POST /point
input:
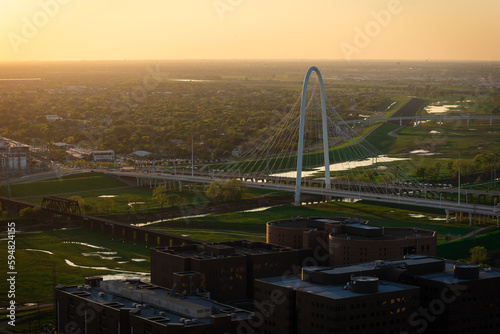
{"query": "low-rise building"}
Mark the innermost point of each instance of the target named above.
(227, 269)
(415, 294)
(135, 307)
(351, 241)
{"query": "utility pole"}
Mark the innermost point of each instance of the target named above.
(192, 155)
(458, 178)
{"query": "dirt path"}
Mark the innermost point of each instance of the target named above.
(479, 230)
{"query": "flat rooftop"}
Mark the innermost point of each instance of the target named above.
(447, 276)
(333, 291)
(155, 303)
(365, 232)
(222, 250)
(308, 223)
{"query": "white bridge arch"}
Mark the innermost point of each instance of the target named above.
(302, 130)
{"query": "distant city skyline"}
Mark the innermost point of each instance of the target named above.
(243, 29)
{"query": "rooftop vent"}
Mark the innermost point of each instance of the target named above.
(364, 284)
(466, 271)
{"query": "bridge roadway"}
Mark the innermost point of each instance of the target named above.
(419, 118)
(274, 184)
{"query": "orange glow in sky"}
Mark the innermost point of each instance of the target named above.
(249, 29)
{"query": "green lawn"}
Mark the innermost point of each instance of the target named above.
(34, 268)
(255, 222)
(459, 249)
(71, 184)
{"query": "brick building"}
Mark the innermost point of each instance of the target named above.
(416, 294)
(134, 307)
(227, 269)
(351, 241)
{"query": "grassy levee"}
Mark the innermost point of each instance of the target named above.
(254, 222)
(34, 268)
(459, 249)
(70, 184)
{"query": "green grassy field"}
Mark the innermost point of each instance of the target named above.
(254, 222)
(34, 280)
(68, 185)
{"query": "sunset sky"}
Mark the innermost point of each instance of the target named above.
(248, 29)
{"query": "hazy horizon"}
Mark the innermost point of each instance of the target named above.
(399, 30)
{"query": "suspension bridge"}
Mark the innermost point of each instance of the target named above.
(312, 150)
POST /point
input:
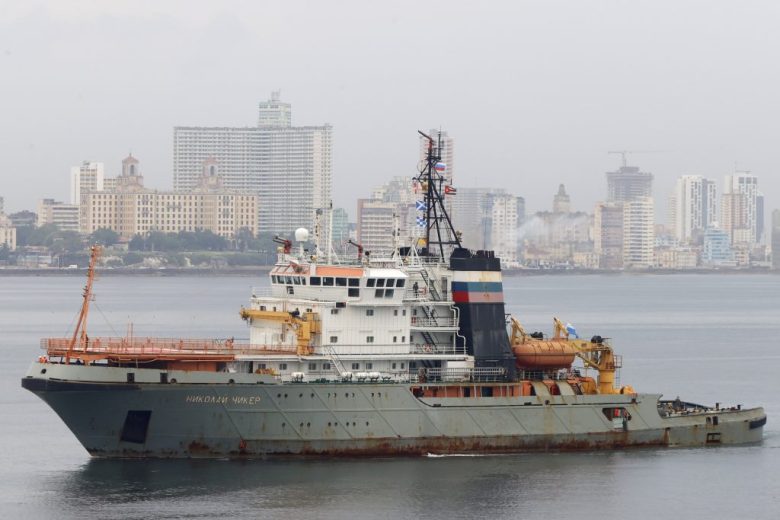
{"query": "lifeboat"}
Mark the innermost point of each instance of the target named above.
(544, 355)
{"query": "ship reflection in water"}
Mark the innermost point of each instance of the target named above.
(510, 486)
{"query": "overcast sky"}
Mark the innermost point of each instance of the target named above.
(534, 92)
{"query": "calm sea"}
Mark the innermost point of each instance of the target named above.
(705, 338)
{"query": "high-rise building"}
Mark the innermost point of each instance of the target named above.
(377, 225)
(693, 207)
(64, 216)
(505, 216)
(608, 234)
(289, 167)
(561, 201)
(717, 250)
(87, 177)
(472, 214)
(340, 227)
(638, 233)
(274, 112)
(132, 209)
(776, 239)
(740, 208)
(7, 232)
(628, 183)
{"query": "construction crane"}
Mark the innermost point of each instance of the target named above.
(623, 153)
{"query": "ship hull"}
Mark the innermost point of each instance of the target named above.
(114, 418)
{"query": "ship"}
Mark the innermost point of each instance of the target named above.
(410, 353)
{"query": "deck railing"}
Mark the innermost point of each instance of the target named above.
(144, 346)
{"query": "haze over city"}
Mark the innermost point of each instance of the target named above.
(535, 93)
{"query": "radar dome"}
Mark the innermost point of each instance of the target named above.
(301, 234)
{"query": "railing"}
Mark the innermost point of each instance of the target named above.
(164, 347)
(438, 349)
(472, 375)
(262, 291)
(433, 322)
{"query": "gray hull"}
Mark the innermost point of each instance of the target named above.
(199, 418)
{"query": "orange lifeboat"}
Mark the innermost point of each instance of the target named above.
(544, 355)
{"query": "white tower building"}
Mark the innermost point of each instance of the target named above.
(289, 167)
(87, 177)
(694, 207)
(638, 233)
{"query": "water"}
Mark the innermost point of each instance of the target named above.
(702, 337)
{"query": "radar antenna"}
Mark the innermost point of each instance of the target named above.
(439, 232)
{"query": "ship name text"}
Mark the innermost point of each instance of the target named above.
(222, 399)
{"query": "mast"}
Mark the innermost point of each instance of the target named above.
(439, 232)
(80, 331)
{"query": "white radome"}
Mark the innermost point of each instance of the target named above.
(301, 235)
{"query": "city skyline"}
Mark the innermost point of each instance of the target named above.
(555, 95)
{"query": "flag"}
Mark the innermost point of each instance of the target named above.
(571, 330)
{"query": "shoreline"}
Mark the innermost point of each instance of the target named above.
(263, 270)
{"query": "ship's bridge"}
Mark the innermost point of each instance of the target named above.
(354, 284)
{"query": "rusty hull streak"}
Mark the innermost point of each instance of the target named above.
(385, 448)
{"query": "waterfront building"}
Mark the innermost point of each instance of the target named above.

## TASK ITEM:
Each line of the data is to be duplicated exactly; pictures stay out of the copy.

## EXERCISE SOLUTION:
POST /point
input:
{"query": "low-rise building"}
Mark the innermost point of each instance of the target named above.
(227, 269)
(415, 294)
(135, 307)
(351, 241)
{"query": "utility pole"}
Mark the innermost point of each instance of the target named above.
(192, 155)
(458, 178)
{"query": "dirt path"}
Mark the innermost point of each instance of the target named above.
(479, 230)
{"query": "flat rooftop"}
Mark the innermost point of each instance of the target named above.
(447, 276)
(333, 291)
(155, 303)
(365, 232)
(222, 250)
(308, 223)
{"query": "white bridge arch"}
Mark the innermost point of each instance of the target named above.
(302, 130)
{"query": "distant city skyline"}
Mark the innermost point of each instance of the target named above.
(243, 29)
{"query": "rooftop vent"}
Mark the innermost point of each instance of the target named above.
(364, 284)
(466, 271)
{"query": "bridge roadway"}
Mark the innermost point of each instance of the target named above.
(419, 118)
(274, 184)
{"query": "orange glow in sky"}
Mark the innermost point of each instance of the target named above.
(249, 29)
{"query": "green lawn"}
Mark the innermost point of each instance of the target named above.
(34, 268)
(255, 222)
(459, 249)
(71, 184)
{"query": "brick building"}
Mark the innermost point of each instance of the target named above.
(416, 294)
(134, 307)
(227, 269)
(351, 241)
{"query": "grassy levee"}
Mark the innermost point of each instance of the target named above.
(254, 222)
(34, 268)
(459, 249)
(70, 184)
{"query": "green grassy field"}
Mark the innermost point of each instance of the target named above.
(254, 222)
(34, 280)
(68, 185)
{"query": "sunset sky"}
Mark the innermost point of each instance of the target named above.
(248, 29)
{"query": "hazy horizon"}
Mark the innermost point of each instance of the target named above.
(399, 30)
{"query": "suspension bridge"}
Mark the innermost point of each instance of the target named above.
(312, 150)
POST /point
input:
{"query": "lifeboat"}
Mark the innermost point of each instance of the target named above.
(544, 355)
{"query": "ship reflection in water"}
Mark the innermost point of each instance of the target named above.
(510, 486)
{"query": "overcast sky"}
Mark the innermost point of each instance of the target named above.
(534, 92)
{"query": "calm sea"}
Mark the innermost point of each instance of the target named above.
(705, 338)
{"query": "high-rise building"}
Mark the innermost point of each instance of the target named above.
(377, 225)
(693, 207)
(64, 216)
(505, 216)
(608, 234)
(289, 167)
(561, 201)
(717, 250)
(87, 177)
(472, 214)
(340, 227)
(638, 233)
(274, 112)
(132, 209)
(776, 239)
(740, 208)
(7, 232)
(628, 183)
{"query": "construction crane"}
Mark the innermost point of each instance of the target named above.
(623, 153)
{"query": "ship hull"}
Mark the innermost point of each instance of the target named above.
(114, 418)
{"query": "ship"}
Mark the innermost point of each instance of the target named above.
(410, 353)
{"query": "deck railing"}
Mark the innermost point of each instance of the target named above.
(144, 346)
{"query": "haze over city"}
Mark the innermost point of each instance of the target named above.
(535, 93)
{"query": "radar dome"}
Mark the innermost point of each instance of the target named above.
(301, 234)
{"query": "railing"}
Mark the innermost point of each instance of the target named above.
(164, 347)
(438, 349)
(472, 375)
(262, 291)
(433, 322)
{"query": "gray hull"}
Mark the innermost point of each instance of the target named above.
(199, 418)
{"query": "orange lifeboat"}
Mark the innermost point of each instance of the target named above.
(544, 355)
{"query": "white tower building"}
Mark the innermost point of each instance of the target named above.
(289, 167)
(87, 177)
(694, 207)
(638, 233)
{"query": "water"}
Mark the innermost point of each instance of the target named above.
(702, 337)
{"query": "radar antenna"}
Mark the innermost point of each instance of the target named above.
(439, 232)
{"query": "ship name text"}
Mark the innermost point of each instance of the target named above.
(222, 399)
{"query": "mast"}
Mark the innermost point of each instance of the target named above.
(439, 232)
(80, 331)
{"query": "white radome"}
Mark the innermost point of each instance of the target named above.
(301, 235)
{"query": "city skyline"}
Mark the innermost point of each instance of the target named above.
(555, 95)
{"query": "flag"}
Mark the innermost point of each instance of the target named above.
(571, 330)
{"query": "shoreline"}
Mark the innermost point of each instance of the target named above.
(263, 270)
{"query": "ship's bridge"}
Mark the innermost point of each instance of the target named above.
(354, 284)
{"query": "rusty hull streak"}
Mark the innermost point of each instance of the target named above.
(385, 448)
{"query": "waterfront building"}
Mark the innermost point of each instance of the target named above.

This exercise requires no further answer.